#### [WHAT THE EXERCISE ASKS]
Please count how many lines in the entries below contain the word "hood", and reply with only that number.

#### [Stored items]
%%

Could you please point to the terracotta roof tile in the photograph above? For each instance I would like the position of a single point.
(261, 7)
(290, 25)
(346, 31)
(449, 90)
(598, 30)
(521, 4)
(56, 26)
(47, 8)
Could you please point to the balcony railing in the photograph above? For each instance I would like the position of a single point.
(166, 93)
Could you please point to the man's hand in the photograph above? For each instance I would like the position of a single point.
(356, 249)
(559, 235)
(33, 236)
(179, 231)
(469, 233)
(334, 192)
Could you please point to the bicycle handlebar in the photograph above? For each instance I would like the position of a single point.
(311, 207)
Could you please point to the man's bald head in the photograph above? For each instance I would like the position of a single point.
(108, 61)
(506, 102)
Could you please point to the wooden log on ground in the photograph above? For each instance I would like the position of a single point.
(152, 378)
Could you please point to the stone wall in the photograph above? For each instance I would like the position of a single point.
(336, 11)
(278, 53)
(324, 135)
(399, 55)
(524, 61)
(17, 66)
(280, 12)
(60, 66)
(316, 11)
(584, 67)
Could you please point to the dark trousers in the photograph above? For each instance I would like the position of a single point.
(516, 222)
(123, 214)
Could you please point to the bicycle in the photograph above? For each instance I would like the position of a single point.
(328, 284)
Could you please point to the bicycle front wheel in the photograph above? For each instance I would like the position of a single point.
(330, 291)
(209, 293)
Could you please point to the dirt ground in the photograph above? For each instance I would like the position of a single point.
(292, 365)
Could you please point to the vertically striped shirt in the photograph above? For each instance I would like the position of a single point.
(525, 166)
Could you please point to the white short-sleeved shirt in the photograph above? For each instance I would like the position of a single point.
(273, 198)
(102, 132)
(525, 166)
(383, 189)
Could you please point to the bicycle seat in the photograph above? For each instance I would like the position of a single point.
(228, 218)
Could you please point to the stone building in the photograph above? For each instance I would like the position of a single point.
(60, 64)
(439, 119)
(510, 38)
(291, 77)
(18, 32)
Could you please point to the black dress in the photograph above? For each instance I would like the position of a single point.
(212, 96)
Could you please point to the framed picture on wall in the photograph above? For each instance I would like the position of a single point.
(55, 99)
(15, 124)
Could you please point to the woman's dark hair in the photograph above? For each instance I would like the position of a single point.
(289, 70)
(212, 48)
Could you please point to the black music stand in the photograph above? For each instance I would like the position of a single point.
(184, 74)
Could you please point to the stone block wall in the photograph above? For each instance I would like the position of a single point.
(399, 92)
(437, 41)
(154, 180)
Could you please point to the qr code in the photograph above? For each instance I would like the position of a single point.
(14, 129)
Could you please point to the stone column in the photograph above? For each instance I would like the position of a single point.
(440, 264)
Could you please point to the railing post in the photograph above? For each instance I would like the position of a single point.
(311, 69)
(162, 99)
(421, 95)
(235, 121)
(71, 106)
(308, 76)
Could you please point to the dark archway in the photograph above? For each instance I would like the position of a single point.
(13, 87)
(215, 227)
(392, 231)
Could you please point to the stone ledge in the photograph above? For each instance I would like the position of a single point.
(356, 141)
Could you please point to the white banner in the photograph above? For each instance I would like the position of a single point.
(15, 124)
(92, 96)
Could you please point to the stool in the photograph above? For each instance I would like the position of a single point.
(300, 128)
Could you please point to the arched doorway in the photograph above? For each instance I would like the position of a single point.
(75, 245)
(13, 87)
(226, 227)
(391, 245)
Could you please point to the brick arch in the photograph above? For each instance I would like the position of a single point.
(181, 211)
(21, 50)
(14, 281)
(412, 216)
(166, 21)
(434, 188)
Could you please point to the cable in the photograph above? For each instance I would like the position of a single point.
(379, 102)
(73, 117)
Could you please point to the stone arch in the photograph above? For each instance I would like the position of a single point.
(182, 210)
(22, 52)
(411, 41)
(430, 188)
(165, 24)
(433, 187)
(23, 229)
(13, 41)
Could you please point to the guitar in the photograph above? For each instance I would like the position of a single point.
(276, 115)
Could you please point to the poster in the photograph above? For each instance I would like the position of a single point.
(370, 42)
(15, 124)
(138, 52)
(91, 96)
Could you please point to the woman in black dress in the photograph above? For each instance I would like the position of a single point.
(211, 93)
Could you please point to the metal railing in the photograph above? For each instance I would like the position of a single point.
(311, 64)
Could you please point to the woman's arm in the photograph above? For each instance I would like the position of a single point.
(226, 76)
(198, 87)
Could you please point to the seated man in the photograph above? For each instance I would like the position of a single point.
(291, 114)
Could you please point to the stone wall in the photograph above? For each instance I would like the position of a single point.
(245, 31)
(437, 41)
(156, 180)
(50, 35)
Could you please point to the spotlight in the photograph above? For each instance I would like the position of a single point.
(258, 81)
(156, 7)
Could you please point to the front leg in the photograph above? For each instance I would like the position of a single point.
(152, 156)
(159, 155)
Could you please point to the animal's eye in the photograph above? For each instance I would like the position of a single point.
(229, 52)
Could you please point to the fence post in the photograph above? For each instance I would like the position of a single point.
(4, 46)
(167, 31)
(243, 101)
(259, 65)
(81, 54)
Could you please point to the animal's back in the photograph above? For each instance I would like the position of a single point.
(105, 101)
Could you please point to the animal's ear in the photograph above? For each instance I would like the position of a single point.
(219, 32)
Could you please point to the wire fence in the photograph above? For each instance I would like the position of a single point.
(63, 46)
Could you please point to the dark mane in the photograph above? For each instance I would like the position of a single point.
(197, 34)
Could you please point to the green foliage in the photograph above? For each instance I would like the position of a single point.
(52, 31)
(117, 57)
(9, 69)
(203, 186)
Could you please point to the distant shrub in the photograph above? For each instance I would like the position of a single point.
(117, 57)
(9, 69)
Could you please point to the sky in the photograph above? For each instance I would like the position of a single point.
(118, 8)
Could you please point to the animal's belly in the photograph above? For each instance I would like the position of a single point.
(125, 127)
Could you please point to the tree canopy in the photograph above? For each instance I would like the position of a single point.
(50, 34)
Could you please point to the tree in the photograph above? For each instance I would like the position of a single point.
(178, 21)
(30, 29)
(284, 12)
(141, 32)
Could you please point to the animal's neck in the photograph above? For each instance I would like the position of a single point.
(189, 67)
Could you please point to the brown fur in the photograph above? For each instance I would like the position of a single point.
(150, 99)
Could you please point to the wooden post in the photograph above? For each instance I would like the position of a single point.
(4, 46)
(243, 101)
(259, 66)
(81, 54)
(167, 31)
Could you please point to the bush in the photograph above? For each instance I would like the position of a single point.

%%
%%

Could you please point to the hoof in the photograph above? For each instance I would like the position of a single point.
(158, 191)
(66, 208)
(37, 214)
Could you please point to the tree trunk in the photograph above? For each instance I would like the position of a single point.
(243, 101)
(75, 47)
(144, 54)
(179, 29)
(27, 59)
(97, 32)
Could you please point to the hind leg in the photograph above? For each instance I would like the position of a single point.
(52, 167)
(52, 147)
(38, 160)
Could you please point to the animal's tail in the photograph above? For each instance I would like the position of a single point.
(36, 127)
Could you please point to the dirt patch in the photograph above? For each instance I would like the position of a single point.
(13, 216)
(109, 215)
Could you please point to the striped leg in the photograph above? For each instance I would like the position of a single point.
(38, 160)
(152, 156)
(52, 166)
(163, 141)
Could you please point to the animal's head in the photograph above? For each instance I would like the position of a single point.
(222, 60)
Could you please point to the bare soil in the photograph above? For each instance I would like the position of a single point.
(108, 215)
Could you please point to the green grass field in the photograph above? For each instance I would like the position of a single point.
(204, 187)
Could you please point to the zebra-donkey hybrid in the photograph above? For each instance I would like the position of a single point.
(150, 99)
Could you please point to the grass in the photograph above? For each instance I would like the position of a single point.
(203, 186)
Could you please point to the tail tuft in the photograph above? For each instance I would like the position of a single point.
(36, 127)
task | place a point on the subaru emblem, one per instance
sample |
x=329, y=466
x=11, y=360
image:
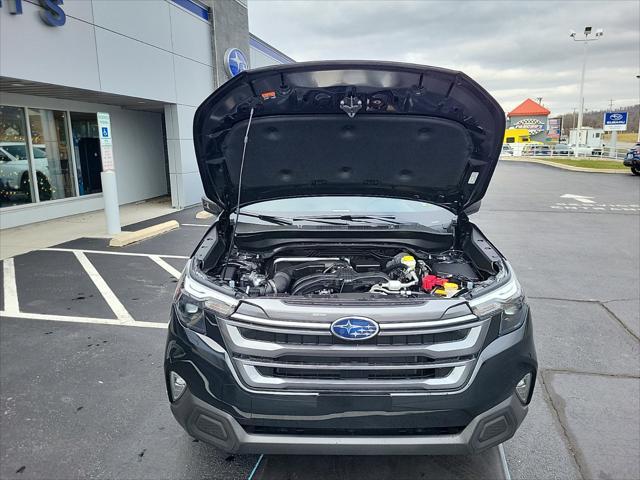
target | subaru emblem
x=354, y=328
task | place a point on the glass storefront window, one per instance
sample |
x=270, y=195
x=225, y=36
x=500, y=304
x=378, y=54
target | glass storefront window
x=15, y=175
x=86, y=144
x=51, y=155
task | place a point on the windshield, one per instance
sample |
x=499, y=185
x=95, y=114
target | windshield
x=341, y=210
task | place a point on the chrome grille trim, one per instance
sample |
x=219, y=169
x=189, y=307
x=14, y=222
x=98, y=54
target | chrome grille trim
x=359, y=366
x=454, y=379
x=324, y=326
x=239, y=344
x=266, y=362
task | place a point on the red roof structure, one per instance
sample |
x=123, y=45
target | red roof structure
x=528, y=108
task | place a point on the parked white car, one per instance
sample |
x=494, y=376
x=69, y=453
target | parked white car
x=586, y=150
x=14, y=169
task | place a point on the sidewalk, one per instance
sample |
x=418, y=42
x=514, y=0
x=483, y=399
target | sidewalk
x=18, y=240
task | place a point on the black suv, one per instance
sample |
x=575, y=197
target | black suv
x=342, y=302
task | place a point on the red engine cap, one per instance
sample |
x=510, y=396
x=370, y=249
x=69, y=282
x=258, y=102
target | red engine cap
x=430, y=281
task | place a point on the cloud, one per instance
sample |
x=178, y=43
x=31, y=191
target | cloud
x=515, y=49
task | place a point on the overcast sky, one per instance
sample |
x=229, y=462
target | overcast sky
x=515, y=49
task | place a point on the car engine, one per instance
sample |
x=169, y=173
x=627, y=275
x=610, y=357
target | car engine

%%
%%

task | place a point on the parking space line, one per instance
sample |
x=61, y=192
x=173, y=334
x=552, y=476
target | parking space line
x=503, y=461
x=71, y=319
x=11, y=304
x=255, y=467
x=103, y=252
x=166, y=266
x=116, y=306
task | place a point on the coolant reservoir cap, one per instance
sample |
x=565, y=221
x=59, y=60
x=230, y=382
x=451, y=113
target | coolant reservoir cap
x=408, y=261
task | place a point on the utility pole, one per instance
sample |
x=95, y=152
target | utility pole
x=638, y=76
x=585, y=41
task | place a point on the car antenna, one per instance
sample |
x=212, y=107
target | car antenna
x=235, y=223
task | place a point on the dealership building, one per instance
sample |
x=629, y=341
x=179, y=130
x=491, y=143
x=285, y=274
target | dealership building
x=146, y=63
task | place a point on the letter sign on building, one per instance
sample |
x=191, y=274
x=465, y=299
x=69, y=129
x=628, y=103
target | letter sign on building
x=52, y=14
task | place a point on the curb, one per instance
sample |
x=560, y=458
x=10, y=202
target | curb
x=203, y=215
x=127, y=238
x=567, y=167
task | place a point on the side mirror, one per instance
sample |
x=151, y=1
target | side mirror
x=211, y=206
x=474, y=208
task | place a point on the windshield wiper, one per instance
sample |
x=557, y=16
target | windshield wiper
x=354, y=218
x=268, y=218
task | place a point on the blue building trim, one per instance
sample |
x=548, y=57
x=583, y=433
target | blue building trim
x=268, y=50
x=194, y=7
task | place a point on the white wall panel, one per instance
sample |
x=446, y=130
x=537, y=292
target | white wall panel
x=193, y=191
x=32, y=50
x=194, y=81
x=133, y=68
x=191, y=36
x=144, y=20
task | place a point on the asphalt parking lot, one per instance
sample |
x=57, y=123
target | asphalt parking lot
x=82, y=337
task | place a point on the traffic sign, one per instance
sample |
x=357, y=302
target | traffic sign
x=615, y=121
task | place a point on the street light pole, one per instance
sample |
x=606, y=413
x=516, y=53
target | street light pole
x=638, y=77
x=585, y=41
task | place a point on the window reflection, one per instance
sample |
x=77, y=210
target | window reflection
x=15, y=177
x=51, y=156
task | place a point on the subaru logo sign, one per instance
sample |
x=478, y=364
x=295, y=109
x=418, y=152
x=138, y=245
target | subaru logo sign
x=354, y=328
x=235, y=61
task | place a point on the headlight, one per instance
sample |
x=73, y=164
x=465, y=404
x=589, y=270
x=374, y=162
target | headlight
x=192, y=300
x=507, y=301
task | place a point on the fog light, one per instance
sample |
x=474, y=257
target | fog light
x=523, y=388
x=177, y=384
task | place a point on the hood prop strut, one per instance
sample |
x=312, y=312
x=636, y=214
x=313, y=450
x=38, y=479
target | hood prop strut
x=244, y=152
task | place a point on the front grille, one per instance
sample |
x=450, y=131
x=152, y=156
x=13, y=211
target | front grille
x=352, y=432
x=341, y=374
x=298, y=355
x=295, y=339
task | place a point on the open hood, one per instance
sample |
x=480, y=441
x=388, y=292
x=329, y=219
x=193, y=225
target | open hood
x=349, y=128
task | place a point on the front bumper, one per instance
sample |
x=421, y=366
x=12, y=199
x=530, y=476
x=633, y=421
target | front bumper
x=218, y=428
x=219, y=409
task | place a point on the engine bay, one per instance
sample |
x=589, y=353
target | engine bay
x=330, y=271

%%

#### [COMPLETE ANSWER]
4